# WHAT THE TASK ASKS
From the data below, copy exactly the lines that lie between the one holding "108L89 547L151 512L168" and the one holding "positive clicks: (81, 521)", including both, and nothing more.

[Records from a collection]
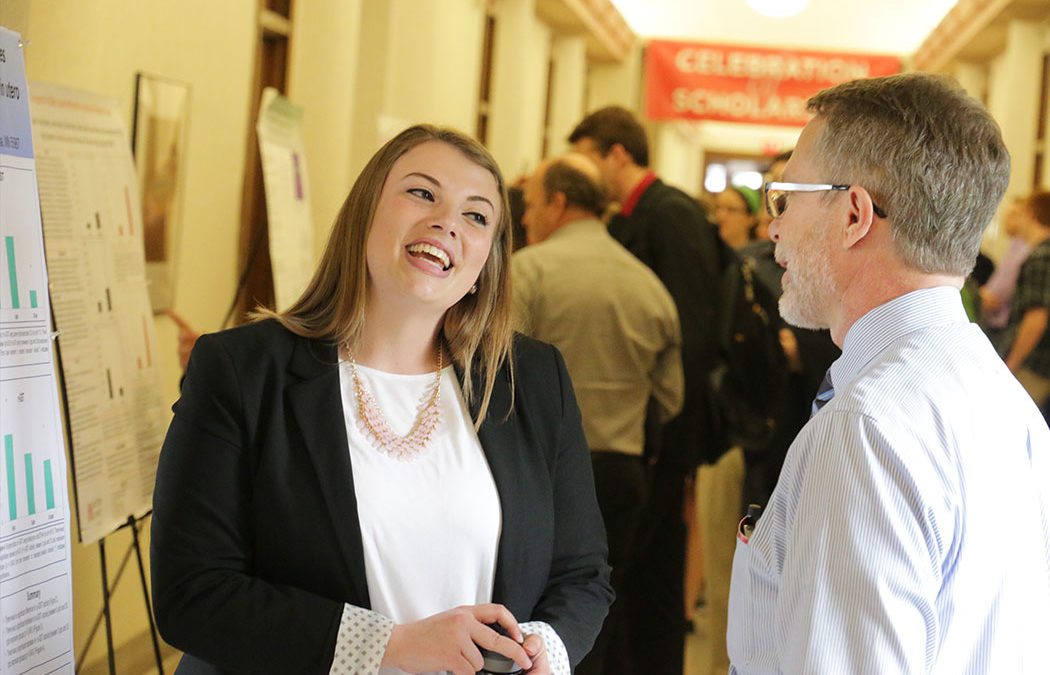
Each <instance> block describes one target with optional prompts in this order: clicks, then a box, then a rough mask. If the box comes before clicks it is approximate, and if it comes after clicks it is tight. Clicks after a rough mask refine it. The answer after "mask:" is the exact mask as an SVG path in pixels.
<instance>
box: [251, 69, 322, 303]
mask: <svg viewBox="0 0 1050 675" xmlns="http://www.w3.org/2000/svg"><path fill="white" fill-rule="evenodd" d="M301 127H302V108H300V107H298V106H297V105H295V104H294V103H292V102H291V101H289V100H288V99H286V98H285V97H282V96H280V94H279V93H277V90H276V89H274V88H273V87H267V88H266V89H265V90H264V91H262V102H261V104H260V106H259V118H258V122H257V123H256V125H255V129H256V131H257V132H258V139H259V156H260V159H261V162H262V185H264V188H265V190H266V210H267V222H268V226H269V234H270V265H271V268H272V271H273V293H274V301H275V302H276V308H277V309H278V310H285V309H287V308H288V307H289V305H291V304H292V302H294V301H295V300H296V299H298V297H299V295H301V294H302V291H303V290H304V289H306V288H307V283H309V282H310V278H311V277H312V276H313V273H314V266H315V263H316V262H315V260H314V218H313V213H312V212H311V209H310V182H309V181H308V178H307V153H306V151H304V150H303V145H302V128H301Z"/></svg>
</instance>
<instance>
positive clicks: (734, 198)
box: [714, 186, 759, 249]
mask: <svg viewBox="0 0 1050 675" xmlns="http://www.w3.org/2000/svg"><path fill="white" fill-rule="evenodd" d="M758 203H759V198H758V192H756V191H755V190H752V189H751V188H744V187H737V186H730V187H728V188H726V189H724V190H722V191H721V192H719V193H718V194H717V195H715V208H714V215H715V223H717V224H718V236H720V237H721V238H722V241H724V242H726V244H728V245H729V247H730V248H732V249H741V248H743V247H744V246H747V245H748V244H750V242H751V241H753V240H754V239H755V231H756V230H757V229H758Z"/></svg>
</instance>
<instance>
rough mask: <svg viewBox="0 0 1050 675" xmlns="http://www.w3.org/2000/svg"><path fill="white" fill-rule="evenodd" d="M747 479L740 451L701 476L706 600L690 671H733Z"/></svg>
mask: <svg viewBox="0 0 1050 675" xmlns="http://www.w3.org/2000/svg"><path fill="white" fill-rule="evenodd" d="M742 481H743V453H742V452H741V451H740V450H733V451H730V452H727V453H726V455H724V456H723V457H722V458H721V459H720V460H719V461H718V463H717V464H715V465H713V466H710V467H703V468H701V469H700V471H699V473H698V476H697V481H696V509H697V522H698V523H699V527H700V546H701V548H702V549H703V556H705V577H706V590H705V593H703V596H705V599H706V603H705V605H703V606H702V607H701V608H698V609H697V610H696V613H695V614H694V616H693V626H694V627H695V628H694V631H693V633H692V634H691V635H690V636H689V637H688V638H687V640H686V675H715V674H716V673H717V674H719V675H721V674H724V673H726V672H727V671H728V670H729V657H728V656H727V654H726V616H727V611H728V608H729V584H730V575H731V573H732V570H733V551H734V550H735V548H736V526H737V523H738V522H739V520H740V501H741V484H742Z"/></svg>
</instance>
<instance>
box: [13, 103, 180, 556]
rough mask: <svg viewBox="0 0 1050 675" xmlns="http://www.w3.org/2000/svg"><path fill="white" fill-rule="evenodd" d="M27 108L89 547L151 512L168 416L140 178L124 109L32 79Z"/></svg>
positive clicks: (81, 521) (70, 416) (82, 505)
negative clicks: (110, 534) (128, 140)
mask: <svg viewBox="0 0 1050 675" xmlns="http://www.w3.org/2000/svg"><path fill="white" fill-rule="evenodd" d="M29 109H30V114H31V119H33V140H34V147H35V149H36V159H37V174H38V184H39V188H40V209H41V212H42V215H43V226H44V239H45V242H46V251H47V269H48V272H49V275H50V283H51V297H53V302H54V305H55V307H54V309H55V324H56V329H57V330H58V332H59V337H58V342H59V350H60V353H61V356H62V376H63V378H64V380H65V392H66V397H67V401H68V408H69V409H68V419H69V427H70V436H71V438H72V452H71V456H72V477H74V489H75V498H76V502H77V503H76V506H77V516H78V522H79V525H80V528H79V530H80V531H79V534H80V541H81V542H83V543H85V544H86V543H90V542H95V541H98V540H99V539H101V537H103V536H105V535H106V534H108V533H110V532H112V531H113V530H114V529H117V528H118V527H120V526H121V525H123V524H124V523H125V522H126V521H127V516H128V515H131V514H133V515H135V516H137V518H141V516H143V515H145V514H146V512H148V510H149V509H150V505H151V502H152V494H153V479H154V476H155V472H156V461H158V458H159V456H160V449H161V443H162V442H163V440H164V434H165V429H166V428H167V423H168V420H169V412H168V407H167V405H166V404H165V402H164V399H163V395H162V389H161V374H160V368H159V364H158V358H156V340H155V336H154V334H153V330H154V329H153V312H152V309H151V308H150V302H149V293H148V290H147V281H146V263H145V256H144V254H143V229H142V209H141V206H140V201H139V181H138V178H137V176H135V172H134V165H133V163H132V159H131V151H130V147H129V145H128V136H127V131H126V127H125V125H124V121H123V120H122V118H121V115H120V112H119V109H118V105H117V102H116V101H113V100H111V99H107V98H103V97H99V96H96V94H91V93H86V92H82V91H77V90H72V89H66V88H62V87H58V86H54V85H45V84H36V83H34V85H33V87H31V94H30V106H29Z"/></svg>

# OUTPUT
rough mask: <svg viewBox="0 0 1050 675" xmlns="http://www.w3.org/2000/svg"><path fill="white" fill-rule="evenodd" d="M27 108L89 547L151 512L168 416L140 178L124 109L32 79Z"/></svg>
positive clicks: (81, 521) (70, 416) (82, 505)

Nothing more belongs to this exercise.